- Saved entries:
== Segment start ==
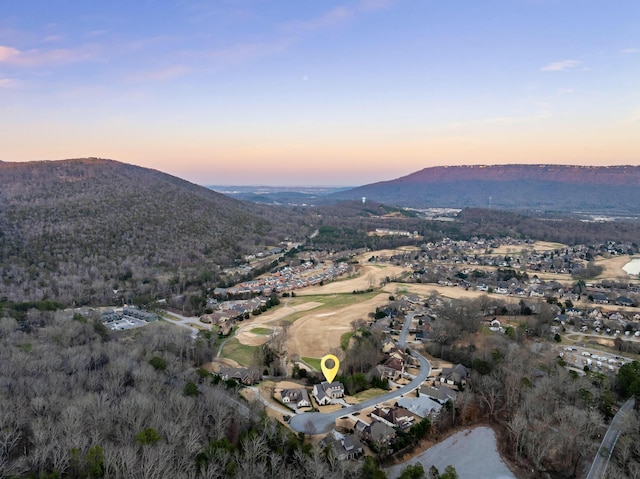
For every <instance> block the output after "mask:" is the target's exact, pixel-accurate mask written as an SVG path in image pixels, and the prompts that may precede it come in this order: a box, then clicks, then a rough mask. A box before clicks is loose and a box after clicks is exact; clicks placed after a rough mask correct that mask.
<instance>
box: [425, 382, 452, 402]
mask: <svg viewBox="0 0 640 479" xmlns="http://www.w3.org/2000/svg"><path fill="white" fill-rule="evenodd" d="M418 394H420V396H427V397H430V398H431V399H433V400H434V401H436V402H438V403H440V404H444V403H446V402H447V401H452V402H455V400H456V397H457V396H458V393H457V392H456V391H454V390H453V389H451V388H448V387H447V386H438V387H428V386H422V387H421V388H420V391H419V392H418Z"/></svg>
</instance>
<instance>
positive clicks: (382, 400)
mask: <svg viewBox="0 0 640 479" xmlns="http://www.w3.org/2000/svg"><path fill="white" fill-rule="evenodd" d="M412 356H413V357H415V358H417V359H418V361H420V374H418V375H417V376H416V377H415V379H414V380H413V381H411V382H410V383H409V384H407V385H406V386H404V387H402V388H400V389H396V390H395V391H389V392H387V393H385V394H382V395H381V396H377V397H375V398H371V399H368V400H366V401H363V402H361V403H360V404H355V405H353V406H349V407H346V408H343V409H340V410H338V411H334V412H329V413H320V412H305V413H302V414H297V415H295V416H293V417H292V418H291V421H290V422H289V425H290V426H291V429H293V430H294V431H296V432H304V433H307V434H320V433H325V432H329V431H330V430H331V429H332V428H333V427H334V425H335V422H336V419H338V418H340V417H342V416H347V415H349V414H353V413H355V412H358V411H362V410H363V409H366V408H368V407H371V406H375V405H376V404H378V403H382V402H385V401H391V400H393V399H395V398H398V397H400V396H401V395H403V394H406V393H408V392H411V391H413V390H414V389H417V388H418V387H420V385H421V384H422V383H423V382H424V381H425V380H426V379H427V378H428V377H429V373H430V372H431V365H430V364H429V361H427V360H426V359H425V358H424V357H422V356H420V355H419V354H417V353H415V352H412Z"/></svg>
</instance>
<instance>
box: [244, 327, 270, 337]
== Segment end ==
- TASK DETAILS: Your answer must be an exact transcription of the records above, minus the pictures.

- EXERCISE ANSWER:
For every <instance> block the output after "mask:" is the target's exact, pixel-accurate mask written as an SVG path in image pixels, and the prompts that may precede it come in this order: a box, then clicks, then a rough mask. A box before clicks is loose and a box after clicks is exact; clicks placed after a rough mask correct that mask.
<instance>
box: [425, 382, 452, 402]
mask: <svg viewBox="0 0 640 479" xmlns="http://www.w3.org/2000/svg"><path fill="white" fill-rule="evenodd" d="M418 394H420V396H427V397H430V398H431V399H433V400H434V401H436V402H438V403H440V404H444V403H446V402H447V401H452V402H455V400H456V397H457V396H458V393H457V392H456V391H454V390H453V389H451V388H448V387H447V386H438V387H428V386H422V387H421V388H420V391H419V392H418Z"/></svg>
</instance>
<instance>
positive clicks: (382, 400)
mask: <svg viewBox="0 0 640 479" xmlns="http://www.w3.org/2000/svg"><path fill="white" fill-rule="evenodd" d="M412 356H413V357H415V358H417V359H418V361H420V374H418V375H417V376H416V377H415V379H414V380H413V381H411V382H410V383H409V384H407V385H406V386H404V387H402V388H400V389H396V390H395V391H389V392H387V393H385V394H382V395H381V396H377V397H375V398H371V399H368V400H366V401H363V402H361V403H360V404H355V405H353V406H349V407H346V408H343V409H340V410H338V411H334V412H329V413H320V412H305V413H302V414H297V415H295V416H293V417H292V418H291V421H290V422H289V425H290V426H291V429H293V430H294V431H296V432H304V433H307V434H320V433H325V432H329V431H330V430H331V429H332V428H333V427H334V425H335V422H336V419H338V418H340V417H342V416H347V415H349V414H353V413H355V412H358V411H362V410H363V409H366V408H368V407H371V406H375V405H376V404H378V403H382V402H385V401H391V400H393V399H395V398H398V397H400V396H401V395H403V394H406V393H408V392H411V391H413V390H414V389H417V388H418V387H420V385H421V384H422V383H423V382H424V381H425V380H426V379H427V378H428V377H429V373H430V372H431V365H430V364H429V361H427V360H426V359H425V358H424V357H422V356H420V355H419V354H417V353H415V352H412Z"/></svg>
</instance>
<instance>
box: [244, 327, 270, 337]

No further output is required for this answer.